Faut-il en conclure qu’il considérait l’homme comme un pauvre pion sur l’échiquier universel, victime des temps, proie de circonstances adverses, pion irresponsable de la chance? Non, car à ses yeux, de même que dans l’enseignement que nous trouvons dans chacune des parties de la Bible, si l’on emprunte les voies tortueuses du fatalisme, on ne peut qu’aboutir dans l’impasse d’une tragédie sans rémission. Là où Dieu est absent, il n’y a que les ténèbres du fatalisme ou les mirages de la chance. Le monde, affirme-t-il, est plein de vanité et rempli de vexations. Il avait appris une bonne leçon auprès de l’auteur du Psaume 31, dans lequel il avait pu lire et méditer cette phrase extraordinaire : « Mes destinées sont dans ta main » (Ps 31.16). La main de Dieu. L’Ecclésiaste conclut alors son livre de méditation par cette phrase bien connue : « Crains Dieu et observe ses commandements. C’est là tout l’homme. Car Dieu fera passer toute œuvre en jugement, au sujet de tout ce qui est caché, soit bien, soit mal » (Ec 12.13-14).
Sans foi ni Dieu, l’homme s’estime le jouet d’une destinée aveugle. Il pense qu’une impitoyable fatalité le tourmente et l’écrase à chaque pas parce qu’il ignore qu’il ne dépend que de Dieu. En définitive, Dieu porte son jugement sur le mal et, malgré les apparences, il bénit le bien. Certes, c’est une bénédiction à long terme, laquelle par moment nous fait languir d’impatience. Son pouvoir peut pourtant transformer même les effets du mal en bien pour quiconque l’accepte comme Dieu et Soutien. Même le mal le plus abominable ne reste jamais en dehors de son contrôle, de telle sorte qu’il finira par servir à ses desseins bienveillants. Notre auteur avait déjà perçu ces premiers rayons de la révélation divine.
À présent, nous sommes les bénéficiaires d’une révélation claire et amplement suffisante, et grâce à elle nous pouvons tourner le dos à tout fatalisme, à toute destinée inexorable.

TRAVAIL À FAIRE
A - Dans le passage sur le fatalisme, quelle phrase du Psaume 31 est citée ?
B - Poursuivez le passage sur le fatalisme à la suite de sa dernière phrase.

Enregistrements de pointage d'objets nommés
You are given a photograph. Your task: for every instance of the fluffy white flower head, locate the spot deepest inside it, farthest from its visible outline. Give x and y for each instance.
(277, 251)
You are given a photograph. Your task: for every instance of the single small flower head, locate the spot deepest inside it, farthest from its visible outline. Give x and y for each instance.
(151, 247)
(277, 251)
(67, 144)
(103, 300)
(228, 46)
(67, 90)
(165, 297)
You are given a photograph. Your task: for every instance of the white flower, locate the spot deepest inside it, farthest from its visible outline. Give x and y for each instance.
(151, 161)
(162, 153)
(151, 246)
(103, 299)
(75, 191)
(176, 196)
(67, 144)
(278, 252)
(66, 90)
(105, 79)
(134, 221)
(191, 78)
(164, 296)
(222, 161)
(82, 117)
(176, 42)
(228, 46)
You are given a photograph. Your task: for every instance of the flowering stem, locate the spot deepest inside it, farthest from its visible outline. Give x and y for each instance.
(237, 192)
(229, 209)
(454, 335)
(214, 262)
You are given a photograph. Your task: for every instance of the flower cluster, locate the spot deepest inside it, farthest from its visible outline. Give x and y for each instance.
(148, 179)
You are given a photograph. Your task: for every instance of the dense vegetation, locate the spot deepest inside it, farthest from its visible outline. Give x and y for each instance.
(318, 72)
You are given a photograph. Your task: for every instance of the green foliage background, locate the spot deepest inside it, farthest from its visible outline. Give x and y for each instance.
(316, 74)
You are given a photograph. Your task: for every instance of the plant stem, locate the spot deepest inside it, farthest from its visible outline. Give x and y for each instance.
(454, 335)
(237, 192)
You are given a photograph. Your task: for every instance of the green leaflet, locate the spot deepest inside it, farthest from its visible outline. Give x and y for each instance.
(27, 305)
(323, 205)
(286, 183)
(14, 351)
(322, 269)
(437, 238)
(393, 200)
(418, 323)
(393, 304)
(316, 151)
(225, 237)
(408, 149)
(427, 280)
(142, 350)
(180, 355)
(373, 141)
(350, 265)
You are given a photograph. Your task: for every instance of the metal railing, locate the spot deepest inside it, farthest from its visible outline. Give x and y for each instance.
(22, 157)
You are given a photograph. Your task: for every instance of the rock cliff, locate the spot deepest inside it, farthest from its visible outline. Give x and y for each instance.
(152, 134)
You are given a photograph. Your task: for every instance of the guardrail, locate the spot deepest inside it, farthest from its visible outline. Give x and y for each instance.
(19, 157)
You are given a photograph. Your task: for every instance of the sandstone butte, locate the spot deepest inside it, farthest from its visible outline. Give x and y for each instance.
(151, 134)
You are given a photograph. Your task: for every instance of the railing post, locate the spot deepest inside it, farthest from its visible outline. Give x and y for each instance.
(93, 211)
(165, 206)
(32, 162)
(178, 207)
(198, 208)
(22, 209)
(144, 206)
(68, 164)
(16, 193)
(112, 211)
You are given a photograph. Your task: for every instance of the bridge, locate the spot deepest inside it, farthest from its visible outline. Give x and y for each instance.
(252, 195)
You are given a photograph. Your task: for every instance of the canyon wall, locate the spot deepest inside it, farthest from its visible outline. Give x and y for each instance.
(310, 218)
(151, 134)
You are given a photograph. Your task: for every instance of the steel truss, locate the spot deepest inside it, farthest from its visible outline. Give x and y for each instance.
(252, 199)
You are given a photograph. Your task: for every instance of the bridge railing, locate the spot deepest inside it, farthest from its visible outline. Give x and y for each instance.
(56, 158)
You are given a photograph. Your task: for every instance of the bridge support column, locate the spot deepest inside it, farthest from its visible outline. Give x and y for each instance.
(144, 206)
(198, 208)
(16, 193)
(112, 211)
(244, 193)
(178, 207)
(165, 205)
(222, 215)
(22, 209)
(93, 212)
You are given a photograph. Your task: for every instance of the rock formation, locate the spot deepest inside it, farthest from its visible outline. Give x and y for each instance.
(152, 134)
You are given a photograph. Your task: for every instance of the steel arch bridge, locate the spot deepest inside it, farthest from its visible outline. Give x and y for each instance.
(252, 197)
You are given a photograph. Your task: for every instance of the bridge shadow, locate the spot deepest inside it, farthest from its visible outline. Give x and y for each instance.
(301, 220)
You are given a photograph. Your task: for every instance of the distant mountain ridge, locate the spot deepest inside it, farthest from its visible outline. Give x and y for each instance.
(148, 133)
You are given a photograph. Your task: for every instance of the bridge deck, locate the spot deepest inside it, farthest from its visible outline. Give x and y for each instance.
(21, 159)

RÉPONSES DÉTAILLÉES
A - « Mes destinées sont dans ta main » (Ps 31.16).

B -
La croix du Calvaire a fait lever sur nous le soleil de sa grâce et, depuis, le regard favorable de Dieu se pose sur chacun de nos visages. Nous ne sommes pas les jouets de la fatalité ou de la « chance ». Le mal a été terrassé. Voilà la seule grande nouvelle qui vaille la peine d’être proclamée sans relâche. Là, plus qu’ailleurs, Dieu a démontré puissamment que ses bras entourent sa création et que lui seul préside à toutes nos destinées. Il a payé un prix exorbitant pour prouver son amour envers nous. Autrement, aurait-il abandonné son Fils? Sacrifié son unique? Jésus-Christ serait-il pour nous le Seigneur et le Sauveur s’il n’avait été qu’une victime sans défense, écrasée et broyée par les mâchoires du mal, écrasée sous les griffes de la mort toute puissante?
Nous ne pouvons vivre notre vie en connaissant ce qui s’est produit à la croix et l’organiser quand même autour de la chance et des jeux de hasard, ou bien en échafaudant des hypothèses d’une philosophie bien fataliste. La mort du Christ ne fut pas un accident, une fin tragique et absurde. Elle fut l’acte délibéré de Dieu par lequel il vint nous arracher à toutes nos illusions et nous affranchir d’une destinée absurde. Aucun événement ici-bas ne doit être considéré comme un fait aveugle, comme un non-sens. Seuls des hommes aveugles et conducteurs d’aveugles en présence du Dieu omnipotent ne peuvent s’en apercevoir.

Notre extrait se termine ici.